§ **Your task**
Please quote the material exactly, every line of it.

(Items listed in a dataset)
- - - - - - -

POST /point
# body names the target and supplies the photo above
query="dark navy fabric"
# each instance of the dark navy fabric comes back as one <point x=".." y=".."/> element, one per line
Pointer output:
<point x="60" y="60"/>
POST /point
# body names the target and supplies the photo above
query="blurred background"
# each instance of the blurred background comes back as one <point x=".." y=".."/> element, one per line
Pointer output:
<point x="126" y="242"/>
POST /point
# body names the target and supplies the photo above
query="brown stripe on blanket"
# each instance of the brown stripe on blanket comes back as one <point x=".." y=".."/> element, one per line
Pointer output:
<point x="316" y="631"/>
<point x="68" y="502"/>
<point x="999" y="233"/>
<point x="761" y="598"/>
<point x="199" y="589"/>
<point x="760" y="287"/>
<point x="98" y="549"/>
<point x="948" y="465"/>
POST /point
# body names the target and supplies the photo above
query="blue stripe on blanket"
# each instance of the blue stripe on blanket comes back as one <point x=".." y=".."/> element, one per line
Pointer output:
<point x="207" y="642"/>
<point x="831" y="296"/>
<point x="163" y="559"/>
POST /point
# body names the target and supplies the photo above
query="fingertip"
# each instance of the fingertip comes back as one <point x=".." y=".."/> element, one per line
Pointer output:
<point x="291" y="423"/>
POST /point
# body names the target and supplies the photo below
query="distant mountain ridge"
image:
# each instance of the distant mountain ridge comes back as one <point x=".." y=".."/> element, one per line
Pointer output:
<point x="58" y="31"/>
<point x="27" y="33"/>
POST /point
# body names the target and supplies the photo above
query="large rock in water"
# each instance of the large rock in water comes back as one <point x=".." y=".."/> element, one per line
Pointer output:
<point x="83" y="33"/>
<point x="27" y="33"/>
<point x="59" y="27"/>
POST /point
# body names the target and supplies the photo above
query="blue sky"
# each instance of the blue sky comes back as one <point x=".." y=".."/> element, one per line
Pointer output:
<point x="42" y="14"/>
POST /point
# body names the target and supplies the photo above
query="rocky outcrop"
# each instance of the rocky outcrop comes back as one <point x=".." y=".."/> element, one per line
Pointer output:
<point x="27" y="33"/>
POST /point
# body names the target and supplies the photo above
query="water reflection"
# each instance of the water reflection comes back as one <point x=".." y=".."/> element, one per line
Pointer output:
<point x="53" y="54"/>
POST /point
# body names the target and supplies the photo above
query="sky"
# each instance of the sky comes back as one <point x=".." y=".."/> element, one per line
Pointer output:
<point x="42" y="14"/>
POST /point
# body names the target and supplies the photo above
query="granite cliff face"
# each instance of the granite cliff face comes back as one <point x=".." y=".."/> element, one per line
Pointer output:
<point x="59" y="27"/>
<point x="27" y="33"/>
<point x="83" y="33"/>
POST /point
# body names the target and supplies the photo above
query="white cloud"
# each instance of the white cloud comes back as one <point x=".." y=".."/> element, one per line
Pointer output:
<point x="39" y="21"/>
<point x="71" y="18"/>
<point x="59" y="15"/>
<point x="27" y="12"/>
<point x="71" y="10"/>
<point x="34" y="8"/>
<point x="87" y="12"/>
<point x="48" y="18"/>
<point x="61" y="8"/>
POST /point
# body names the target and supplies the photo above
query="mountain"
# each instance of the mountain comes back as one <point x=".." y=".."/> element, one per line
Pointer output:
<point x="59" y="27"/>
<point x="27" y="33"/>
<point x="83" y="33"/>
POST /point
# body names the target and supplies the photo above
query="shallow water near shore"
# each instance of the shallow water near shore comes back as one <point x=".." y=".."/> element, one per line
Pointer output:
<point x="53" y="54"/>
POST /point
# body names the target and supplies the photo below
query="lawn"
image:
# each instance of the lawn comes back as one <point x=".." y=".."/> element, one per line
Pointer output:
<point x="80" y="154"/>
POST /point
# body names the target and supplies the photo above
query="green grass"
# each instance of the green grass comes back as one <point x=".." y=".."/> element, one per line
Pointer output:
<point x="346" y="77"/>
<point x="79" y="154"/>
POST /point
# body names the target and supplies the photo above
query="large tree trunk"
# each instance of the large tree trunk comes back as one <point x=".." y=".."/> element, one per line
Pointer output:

- - - - - - -

§ **Task result**
POST /point
# body names the target and supplies the photo above
query="dark navy fabric"
# each instance of the dark navy fabric comes back as one <point x=".." y=".."/> element, one per line
Pointer output:
<point x="60" y="60"/>
POST /point
# body names the target and supplies the photo above
query="blurred background"
# each instance of the blurred background comes back as one <point x=".." y=".."/> element, one per line
Pointer output:
<point x="126" y="242"/>
POST /point
# body names the target and supplies the photo above
query="brown stripe on blanket"
# each instance of the brown stripe on blanket comes back as one <point x=".." y=".."/> element, one per line
Pointer output:
<point x="316" y="631"/>
<point x="68" y="502"/>
<point x="999" y="233"/>
<point x="761" y="598"/>
<point x="199" y="589"/>
<point x="760" y="287"/>
<point x="98" y="549"/>
<point x="948" y="465"/>
POST /point
# body names the target and supplies the photo above
query="blue stripe on blanket"
# each instance of the blue stripe on blanket comes back as one <point x=".." y=".."/> element, one per line
Pointer output:
<point x="207" y="642"/>
<point x="831" y="296"/>
<point x="163" y="559"/>
POST /point
# body names the target and supplies the photo above
query="fingertip"
# each instance of the fingertip comes back as one <point x=".." y=".."/> element, one per line
Pointer output:
<point x="291" y="423"/>
POST /point
# body names the target and supplies the photo below
query="distant mountain ridge"
image:
# each instance of the distant mountain ridge comes back as one <point x=".." y=".."/> element, one per line
Pointer output:
<point x="58" y="31"/>
<point x="27" y="33"/>
POST /point
# body names the target and supplies the photo above
query="large rock in water"
# each instance of the large rock in water comes back as one <point x=".." y=".."/> element, one per line
Pointer output:
<point x="83" y="33"/>
<point x="27" y="33"/>
<point x="59" y="27"/>
POST /point
# body names the target and supplies the photo above
query="blue sky"
# each instance of the blue sky comes back as one <point x=".." y=".."/> element, one per line
Pointer output:
<point x="42" y="14"/>
POST /point
# body names the target and supplies the photo above
query="rocky outcrop"
# each instance of the rocky outcrop comes back as one <point x=".." y=".."/> element, one per line
Pointer output:
<point x="27" y="33"/>
POST /point
# body names the target and supplies the photo above
query="water reflection"
# each instance of the water reflection comes back as one <point x=".." y=".."/> element, one per line
Pointer output:
<point x="53" y="54"/>
POST /point
# body names the target and supplies the photo above
query="sky"
# each instance of the sky comes back as one <point x=".." y=".."/> element, one per line
Pointer output:
<point x="42" y="14"/>
POST /point
# body names the target and supplies the photo above
query="granite cliff face"
# each instance of the granite cliff face comes back as one <point x=".." y=".."/> element, one per line
Pointer output:
<point x="59" y="27"/>
<point x="27" y="33"/>
<point x="83" y="33"/>
POST /point
# body names the target and supplies the photo above
query="white cloud"
# each instance of the white cloud comes back as one <point x=".." y=".."/> element, one per line
Pointer output:
<point x="39" y="21"/>
<point x="71" y="18"/>
<point x="59" y="15"/>
<point x="27" y="12"/>
<point x="71" y="10"/>
<point x="34" y="8"/>
<point x="87" y="12"/>
<point x="48" y="18"/>
<point x="61" y="8"/>
POST /point
# body names the target and supplies the photo above
query="mountain"
# each instance of the mountain comes back as one <point x=".." y=".."/> element, one per line
Pointer output:
<point x="59" y="27"/>
<point x="27" y="33"/>
<point x="83" y="33"/>
POST /point
# body names the target and supplies the photo above
query="shallow water near shore"
# each instance of the shallow water near shore comes back as one <point x=".." y=".."/> element, one per line
Pointer output:
<point x="53" y="54"/>
POST /point
# body names the target and supplies the photo below
query="lawn"
image:
# each instance of the lawn comes back as one <point x=".." y=".."/> element, one per line
Pointer output:
<point x="80" y="154"/>
POST /point
# body names the target and supplies the photo above
query="green grass"
# each instance of the green grass comes back as one <point x=".." y=".."/> element, one per line
Pointer output:
<point x="346" y="77"/>
<point x="79" y="154"/>
POST /point
# body names the target and supplies the photo above
query="large tree trunk"
# each instance of the large tree trunk comes back as one <point x=".." y=".."/> element, one per line
Pointer output:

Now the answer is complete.